------ DATASET ENTRIES ------

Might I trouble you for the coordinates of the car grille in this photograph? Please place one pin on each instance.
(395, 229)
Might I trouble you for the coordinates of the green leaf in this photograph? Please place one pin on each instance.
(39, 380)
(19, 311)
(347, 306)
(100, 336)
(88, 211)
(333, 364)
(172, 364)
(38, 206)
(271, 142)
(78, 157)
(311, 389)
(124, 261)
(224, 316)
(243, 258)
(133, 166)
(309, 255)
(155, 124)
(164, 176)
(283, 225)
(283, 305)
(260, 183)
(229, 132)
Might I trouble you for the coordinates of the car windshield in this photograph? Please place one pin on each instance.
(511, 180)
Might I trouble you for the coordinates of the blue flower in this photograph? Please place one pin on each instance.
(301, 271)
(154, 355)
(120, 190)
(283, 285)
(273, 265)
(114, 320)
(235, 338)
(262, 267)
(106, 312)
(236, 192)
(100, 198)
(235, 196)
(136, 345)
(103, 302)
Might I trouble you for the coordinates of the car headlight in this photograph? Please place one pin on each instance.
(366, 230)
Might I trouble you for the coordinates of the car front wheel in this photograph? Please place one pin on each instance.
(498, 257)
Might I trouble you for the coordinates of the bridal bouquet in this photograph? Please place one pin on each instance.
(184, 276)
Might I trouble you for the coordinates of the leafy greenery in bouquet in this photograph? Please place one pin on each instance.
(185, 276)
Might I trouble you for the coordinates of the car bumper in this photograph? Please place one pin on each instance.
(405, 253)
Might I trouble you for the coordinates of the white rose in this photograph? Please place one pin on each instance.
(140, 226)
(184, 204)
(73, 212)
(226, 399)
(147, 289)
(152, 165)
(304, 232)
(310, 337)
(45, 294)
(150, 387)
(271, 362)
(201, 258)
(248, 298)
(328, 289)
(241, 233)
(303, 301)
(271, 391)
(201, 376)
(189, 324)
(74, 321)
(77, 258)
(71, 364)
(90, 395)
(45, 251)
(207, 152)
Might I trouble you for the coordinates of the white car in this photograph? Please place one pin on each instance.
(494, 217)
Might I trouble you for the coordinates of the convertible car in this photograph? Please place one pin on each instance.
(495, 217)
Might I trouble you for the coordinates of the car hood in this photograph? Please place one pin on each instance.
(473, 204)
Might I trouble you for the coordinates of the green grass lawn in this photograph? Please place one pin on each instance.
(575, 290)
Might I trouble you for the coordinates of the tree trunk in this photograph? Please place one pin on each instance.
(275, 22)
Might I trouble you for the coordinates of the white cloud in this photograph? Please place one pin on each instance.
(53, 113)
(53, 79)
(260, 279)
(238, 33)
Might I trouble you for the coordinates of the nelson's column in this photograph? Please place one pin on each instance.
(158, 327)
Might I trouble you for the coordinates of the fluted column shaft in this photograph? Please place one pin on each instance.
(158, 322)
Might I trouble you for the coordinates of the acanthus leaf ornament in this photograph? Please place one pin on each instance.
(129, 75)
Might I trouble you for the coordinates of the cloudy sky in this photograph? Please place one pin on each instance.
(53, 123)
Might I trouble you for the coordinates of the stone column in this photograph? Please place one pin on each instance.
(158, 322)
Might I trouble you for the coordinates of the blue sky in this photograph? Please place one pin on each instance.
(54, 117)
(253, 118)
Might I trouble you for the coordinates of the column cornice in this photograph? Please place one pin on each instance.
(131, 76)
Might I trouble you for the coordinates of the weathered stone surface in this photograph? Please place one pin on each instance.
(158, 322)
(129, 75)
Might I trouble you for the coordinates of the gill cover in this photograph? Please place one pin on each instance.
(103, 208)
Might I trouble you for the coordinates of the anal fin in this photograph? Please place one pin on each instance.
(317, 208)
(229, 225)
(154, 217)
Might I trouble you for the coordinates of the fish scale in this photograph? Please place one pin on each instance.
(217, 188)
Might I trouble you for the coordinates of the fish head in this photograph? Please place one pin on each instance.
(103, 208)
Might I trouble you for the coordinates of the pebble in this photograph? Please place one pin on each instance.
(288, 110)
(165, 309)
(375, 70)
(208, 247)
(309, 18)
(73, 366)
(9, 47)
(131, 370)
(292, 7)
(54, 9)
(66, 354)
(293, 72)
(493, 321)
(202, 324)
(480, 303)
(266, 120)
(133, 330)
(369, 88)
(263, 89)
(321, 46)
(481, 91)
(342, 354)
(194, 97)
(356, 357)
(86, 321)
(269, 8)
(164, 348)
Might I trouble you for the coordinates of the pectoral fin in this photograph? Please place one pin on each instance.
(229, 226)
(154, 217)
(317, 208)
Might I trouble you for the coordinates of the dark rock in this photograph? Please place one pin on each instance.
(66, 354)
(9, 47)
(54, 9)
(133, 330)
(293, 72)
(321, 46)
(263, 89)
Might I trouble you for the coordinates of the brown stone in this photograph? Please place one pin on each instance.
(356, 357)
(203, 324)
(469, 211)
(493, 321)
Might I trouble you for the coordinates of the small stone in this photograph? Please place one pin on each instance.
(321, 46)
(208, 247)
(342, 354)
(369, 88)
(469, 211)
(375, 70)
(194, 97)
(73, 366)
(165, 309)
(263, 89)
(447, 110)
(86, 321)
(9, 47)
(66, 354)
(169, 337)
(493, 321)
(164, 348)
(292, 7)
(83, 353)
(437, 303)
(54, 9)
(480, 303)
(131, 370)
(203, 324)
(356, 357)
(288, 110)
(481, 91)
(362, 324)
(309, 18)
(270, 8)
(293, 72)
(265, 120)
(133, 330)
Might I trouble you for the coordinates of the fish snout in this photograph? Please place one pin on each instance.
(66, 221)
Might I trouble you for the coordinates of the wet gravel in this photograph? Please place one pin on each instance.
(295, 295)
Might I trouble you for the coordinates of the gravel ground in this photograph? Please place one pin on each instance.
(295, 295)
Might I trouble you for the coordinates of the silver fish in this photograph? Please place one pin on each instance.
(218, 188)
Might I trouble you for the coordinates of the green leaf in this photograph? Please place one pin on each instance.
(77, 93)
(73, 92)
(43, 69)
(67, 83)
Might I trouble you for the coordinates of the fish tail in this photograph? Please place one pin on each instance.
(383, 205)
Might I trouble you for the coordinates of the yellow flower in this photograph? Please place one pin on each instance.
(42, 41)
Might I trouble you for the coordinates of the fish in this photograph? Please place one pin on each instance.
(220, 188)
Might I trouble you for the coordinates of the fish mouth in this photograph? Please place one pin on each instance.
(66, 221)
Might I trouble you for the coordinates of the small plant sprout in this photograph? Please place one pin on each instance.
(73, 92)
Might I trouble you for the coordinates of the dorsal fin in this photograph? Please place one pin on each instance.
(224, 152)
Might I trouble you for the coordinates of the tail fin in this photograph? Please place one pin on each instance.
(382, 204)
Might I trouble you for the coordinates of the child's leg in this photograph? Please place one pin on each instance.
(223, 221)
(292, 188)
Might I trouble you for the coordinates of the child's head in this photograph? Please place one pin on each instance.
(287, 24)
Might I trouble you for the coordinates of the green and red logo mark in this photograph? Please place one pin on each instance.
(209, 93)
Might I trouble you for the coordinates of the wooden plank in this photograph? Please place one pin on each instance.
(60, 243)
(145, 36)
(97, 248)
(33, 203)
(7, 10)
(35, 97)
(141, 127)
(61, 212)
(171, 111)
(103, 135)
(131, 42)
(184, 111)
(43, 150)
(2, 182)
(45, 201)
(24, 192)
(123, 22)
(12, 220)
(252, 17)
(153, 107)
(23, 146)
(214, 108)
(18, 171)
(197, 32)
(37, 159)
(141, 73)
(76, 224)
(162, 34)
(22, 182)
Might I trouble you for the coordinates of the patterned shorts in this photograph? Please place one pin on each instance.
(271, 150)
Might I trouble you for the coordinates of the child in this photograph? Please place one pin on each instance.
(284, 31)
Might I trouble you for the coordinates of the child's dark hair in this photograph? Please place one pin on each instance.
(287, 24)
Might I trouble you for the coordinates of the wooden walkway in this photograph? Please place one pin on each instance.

------

## THE REQUEST
From the line with "Might I trouble you for the coordinates of the patterned" to the last line of the material, give every line again exactly, and only those lines.

## SOLVED PROBLEM
Might I trouble you for the coordinates of the patterned shorts in this photograph? Please place one pin on each instance.
(271, 150)
Might I trouble you for the coordinates of the child in this photograph? Please place one pin on each instance.
(284, 31)
Might I trouble you for the coordinates of the child's dark hair in this photograph? Please place one pin on each instance.
(287, 24)
Might I trouble you for the coordinates of the wooden walkway in this photograph? Please place one pin on each instance.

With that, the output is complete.